> **ОТРЫВОК**:
Но ведь достоянием и достоинством россианства не является исключительно жизнь души или, напротив, исключительно жизнь ума: Россия прославлена и выдающимися артистами, и великими учёными. Вовсе не аналитический характер буддизма способен отпугнуть от него русского человека. Тогда что же: призыв к труду? Но мы, русские, вовсе не ленивы, как ни стараются наши недоброжелатели уверить нас в обратном, попутно обвиняя в бытовой неряшливости, жестокости, нетерпимости, да и вообще во всех смертных грехах. Русский человек не любит только бессмысленных усилий, придания труду характера особой добродетели, показной работы, которую с удовольствием и саботирует. Эстетическая скудость? Буддизму она не свойственна, но правда и в том, что традиционное буддийское художество по своему характеру — совсем не русское. В нём как будто не хватает чего-то, что нам очень важно. Чего же? Поэзии особого рода? Мечтательности? Да, вот оно, странное, но точное слово. Русская культура и, разумеется, русское православие очень мечтательны, это некая особая духовная мечтательность, тонкий аромат, который пропитывает человека с детства. Буддизм же к мечтательности любого рода достаточно безжалостен. А если посмотреть ещё и с другой стороны: не является ли эта мечтательность в иных случаях своего рода болезнью (эту болезнь очень наблюдательно описывает всё тот же Достоевский в «Белых ночах»), не способен ли буддизм лечить эту болезнь подобно горькому снадобью?

> **ИСХОДНЫЕ ДАННЫЕ**:

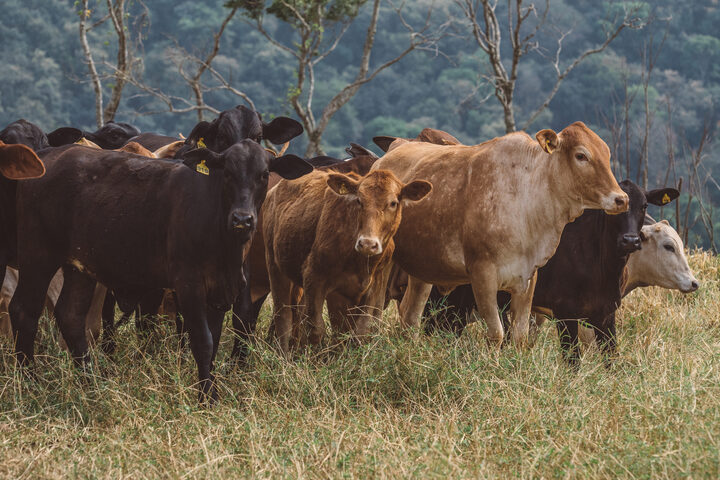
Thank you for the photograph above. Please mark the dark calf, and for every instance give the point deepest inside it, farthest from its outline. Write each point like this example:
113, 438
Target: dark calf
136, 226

> **ВОПРОСЫ ДЛЯ РАЗБОРА**:
1. Какое слово в отрывке о буддизме и русской культуре названо странным, но точным?
2. Продолжите отрывок о буддизме и русской культуре с места, где он заканчивается словами «подобно горькому снадобью».

> **ОТВЕТЫ К ЗАДАНИЯМ**:
1. Мечтательность.

2.
Но даже эта беда, эта эстетическая нестыковка поправима (при условии, что мы вообще согласны с надобностью её исправления). Религия в национальном бытовании вырабатывает ту эстетику, которая ближе всего душе народа, также и буддизм вполне способен обзавестись некоей возвышенной мечтательностью, если просуществует внутри россианства достаточно долго. Потенции эти в нём содержатся, как вообще любая великая религия содержит в себе почти безграничные потенции. Вспомним, пожалуй, историю про ламу Тонпу, который расспрашивал своих учеников, что поделывают знакомые ему подвижники. Одни, по свидетельству учеников Тонпы, проповедовали без устали, другие совершали чудеса, а вот некий Кхампа Лунгпа не делал ничего, только постоянно плакал, накрыв голову. Услышав о том и опознав в этом великое подвижничество, Тонпа и сам залился слезами. Это — буддийская, тибетская, но при том в каком-то смысле — очень русская история.

Если даже эстетика не может служить особым препятствием, что может стать таким для исповедания буддизма русским человеком? Повторимся: характер аскетического пути. Но и поясним, что имеем в виду.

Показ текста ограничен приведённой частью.